* [Complete the following]
(1) Which calendar dates appear in the passage below on broker-dealer audit rules? List all of them.
(2) Answer these questions from the passage below on broker-dealer audit rules:
(a) Whom must the accountant immediately notify after finding a material weakness?
(b) How long does the broker-dealer have to send its accountant a copy of the notification?
(c) Who described the new attestation standard for compliance reports as "risk-based"?

===== Source passage =====

In the course of its examination, should the auditor determine that a material weakness exists or that there is noncompliance with one or more of the financial-responsibility rules (established either by the SEC or a designated examining authority (DEA) such as the Financial Industry Regulatory Authority), the accountant must immediately notify the broker-dealer’s chief financial officer. Importantly, unlike the proposed rule, the final rule does not limit the notification requirement to instances of so-called material noncompliance. The broker-dealer then is required to notify the SEC if notification of the instance of noncompliance is required under applicable SEC rules. The broker-dealer must, within one business day, send a copy of the notification to its accountant. If the accountant does not receive the notice or does not agree with the notice, the accountant itself must provide a report to the SEC, again within one business day.
The amendments to SEC Rule 17a-5 also require that each clearing or carrying broker-dealer include a representation in its financial statement regarding its independent public accountant that grants access to the SEC and the DEA staff to review audit documentation and authorizes its auditor to discuss findings related to the audit, with the SEC or DEA staff.
In an effort to remove what it views as at least one obstacle to holding auditors liable for misstatements in broker-dealer financial statements, the SEC also amended the rule requiring that broker-dealers file their annual reports with the SIPC at the same time they are filed with the SEC and the DEA. The SEC noted that the SIPC has a legitimate interest in receiving the reports that relate to the maintenance of the SIPC fund and trends in the broker-dealer industry. The rule change is designed to make clear that the SIPC is an intended user of the financial statements.
The requirement to provide copies of audited reports to the SIPC is effective as of December 31, 2013. All other material changes to the rule are effective on June 1, 2014.
The PCAOB’s New Standards for Broker-Dealer Audits
Consistent with the SEC rule amendments requiring broker-dealer audits to be conducted pursuant to new PCAOB standards, and for broker-dealers to file audited annual compliance or exemption reports, on October 10, 2013, the PCAOB adopted two attestation standards and an auditing standard governing the audits of brokers and dealers.
The PCAOB’s new attestation standards for broker-dealer audits. The two new attestation standards designed for broker-dealer audits specifically cover the auditor’s examination of compliance reports and review of exemption reports required by the SEC’s amendments to Rule 17a-5, discussed above. See PCAOB Release No. 2013-007.
Attestation Standard No. 1, governing the examination of broker-dealer compliance reports, requires auditors to obtain sufficient evidence to offer an opinion on the broker-dealer’s statements that internal control over compliance was effective during and as of the end of the fiscal year, that the broker-dealer was in compliance with the net capital and reserve requirements rule, and that the information used to state such compliance was derived from the broker-dealer’s books and records.
PCAOB chairman James R. Doty described the new attestation standard for compliance reports as “risk-based” and emphasized that examinations conducted under the new standard should be “scaled to the size and complexity of the broker's or dealer's business” and “will require coordination with the financial statement audit in order to eliminate duplication of procedures and promote appropriate use of evidence obtained and more effective audit work overall.”

===== Source material =====

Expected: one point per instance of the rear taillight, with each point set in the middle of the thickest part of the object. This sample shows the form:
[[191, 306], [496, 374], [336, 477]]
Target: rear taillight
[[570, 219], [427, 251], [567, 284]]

=====

* [Task answers]
(1)
December 31, 2013
June 1, 2014
October 10, 2013

(2)
(a) The broker-dealer's chief financial officer.
(b) One business day.
(c) PCAOB chairman James R. Doty.